• [Given passage]
== Segment start ==

Prior to being used as a template for PCR amplification of the 18S rRNA gene using various primer sets, extracted DNAs were kept at −20 °C. PCR was employed both as a confirmatory technique following preliminary morphological identification and as a molecular method for precise genus or species-level identification. The use of multiple primer sets was justified by the need to target different genera or families of free-living amoebae according to their morphological characteristics, allowing specific and efficient amplification: universal FLA-f 5′-CGCGGTAATTCCAGCTCCAATAGC-3′/FLA-r 5′-CAGGTTAAGGTCTCGTTCGTTAAC-3′ [26] and JDP-1f 5′-GGCCCAGATCGTTTACCGTGAA-3′ and JDP-2r 5′-TCTCACAAGCTGCTAGGGAGTCA-3′ for amoeba presenting morphology corresponding to Acanthamoeba spp. [27], Hv1227f 5′-TTACGAGGTCAGGACACTGT-3′ [28] and VermRV 5′-TGCCTCAAACTTCCATTCGC-3′ [29] for V. vermiformis and for the family Vahlkampfiidae we used these primers: VAHL1 5′-GTCTTCGTAGGTGAACCTGC-3′ and VAHL2 5′-CCGCTTACTGATATGCTTAA-3′ [30]. For all performed PCRs, amplification reactions were performed in a 50 μL mixture containing 80 ng DNA for FLA, 40 ng DNA for Acanthamoeba spp. and V. vermiformis and 60 ng DNA for VAHL, and the conditions for the PCRs shown in the table were established (Table 2). DNA is visualized with 2% agarose gel stained with Gel Red^®. The positive PCR products obtained were sequenced by Macrogen Spain service. A homology search was performed with BLAST software within the GenBank database from the National Library of Medicine (NCBI).

2.5. Phylogenetic Analysis

To establish the genetic correlation among the isolates, a sequence alignment was performed using the MAFFT software version 7 with the accurate L-INS-i method [31] and trimAl for the removal of poorly aligned sites when necessary [32]. All evolutionary analyses were performed on RAxML v.8.2.10 using the Maximum Composite Likelihood method, which was utilized to compute the evolutionary distances, expressed in base substitutions per site [33]. RAxML used the GTRGAMMA substitution model for nucleotide alignments. To assess the robustness of the clusters, a bootstrap analysis was performed with 500 replicates, indicating the percentage of support next to each node. The tree was rooted with an external group.

3. Results

From the total of 126 samples for 42 sampling points, 69 water samples were positive for the presence of FLA on NNA plates (69/126; 54.76%). After analysis of the 18S rRNA gene (the DF3 region in the case of Acanthamoeba) 59 water samples (59/69; 85.51%) were positive in the PCR.

== Segment end ==

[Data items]

== Segment start ==

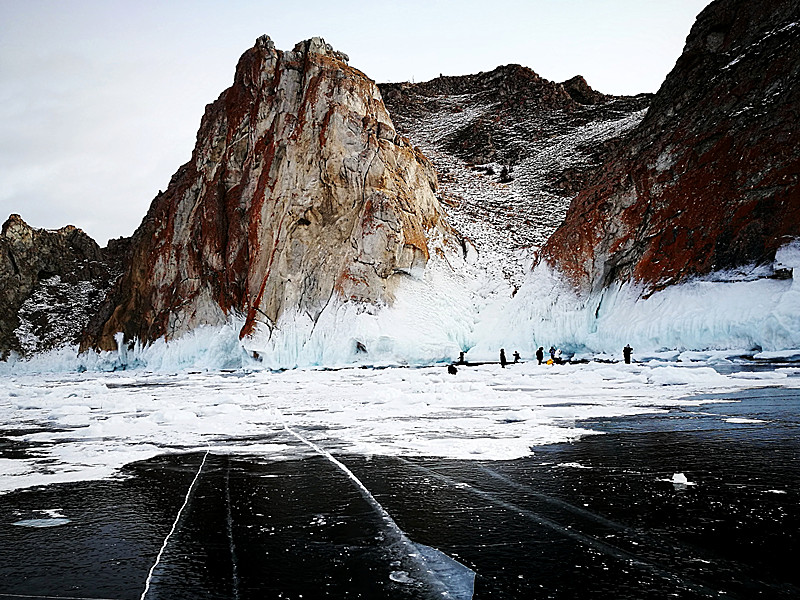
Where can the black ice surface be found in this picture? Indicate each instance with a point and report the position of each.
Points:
(599, 518)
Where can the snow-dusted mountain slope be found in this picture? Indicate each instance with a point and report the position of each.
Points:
(511, 150)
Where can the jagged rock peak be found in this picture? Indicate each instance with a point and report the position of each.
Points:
(299, 193)
(710, 179)
(50, 282)
(582, 93)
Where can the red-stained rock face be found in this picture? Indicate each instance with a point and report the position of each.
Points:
(298, 190)
(711, 177)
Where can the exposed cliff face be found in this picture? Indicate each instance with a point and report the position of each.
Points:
(511, 149)
(710, 179)
(50, 284)
(298, 191)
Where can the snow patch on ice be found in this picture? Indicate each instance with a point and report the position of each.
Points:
(700, 315)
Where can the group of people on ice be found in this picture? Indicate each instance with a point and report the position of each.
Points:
(555, 357)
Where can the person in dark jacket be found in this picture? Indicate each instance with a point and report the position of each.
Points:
(626, 352)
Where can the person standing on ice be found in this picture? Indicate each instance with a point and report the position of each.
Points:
(626, 352)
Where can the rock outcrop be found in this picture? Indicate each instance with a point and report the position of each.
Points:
(511, 148)
(710, 179)
(298, 191)
(51, 282)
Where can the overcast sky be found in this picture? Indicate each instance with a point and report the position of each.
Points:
(100, 101)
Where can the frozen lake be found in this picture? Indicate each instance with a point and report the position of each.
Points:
(638, 481)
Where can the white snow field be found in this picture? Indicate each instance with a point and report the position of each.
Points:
(82, 426)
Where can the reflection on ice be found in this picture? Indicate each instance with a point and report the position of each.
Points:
(458, 579)
(50, 522)
(79, 426)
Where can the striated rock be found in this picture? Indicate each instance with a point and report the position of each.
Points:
(710, 179)
(298, 191)
(580, 91)
(50, 284)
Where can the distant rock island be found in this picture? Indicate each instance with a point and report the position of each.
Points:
(305, 190)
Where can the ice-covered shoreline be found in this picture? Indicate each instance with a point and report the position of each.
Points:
(79, 426)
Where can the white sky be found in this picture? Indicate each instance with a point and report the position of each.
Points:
(100, 101)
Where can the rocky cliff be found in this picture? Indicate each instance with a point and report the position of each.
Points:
(511, 148)
(298, 191)
(710, 179)
(51, 282)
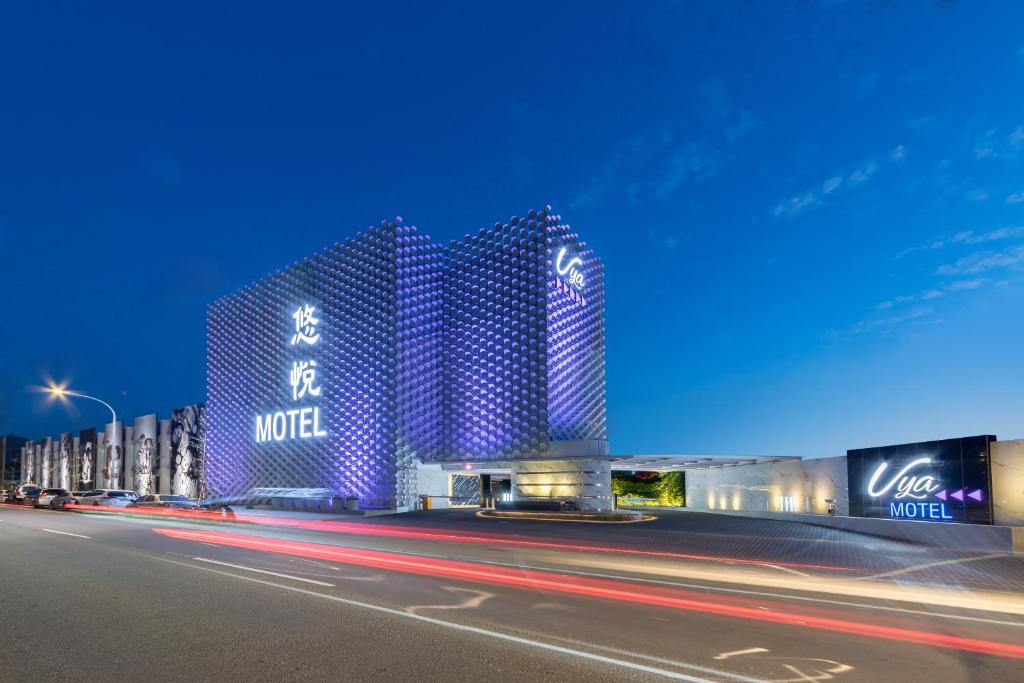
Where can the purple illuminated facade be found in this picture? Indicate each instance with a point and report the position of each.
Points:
(523, 346)
(342, 371)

== Segment end ==

• [Required work]
1. List every software program that the passage says was used in the analysis.
2. Transcribe the passage from "From the total" to "in the PCR.".
The data items are separate material and have nothing to do with the passage.

• [Task results]
1. BLAST, MAFFT (version 7), trimAl, and RAxML (v.8.2.10).

2.
From the total of 126 samples for 42 sampling points, 69 water samples were positive for the presence of FLA on NNA plates (69/126; 54.76%). After analysis of the 18S rRNA gene (the DF3 region in the case of Acanthamoeba) 59 water samples (59/69; 85.51%) were positive in the PCR.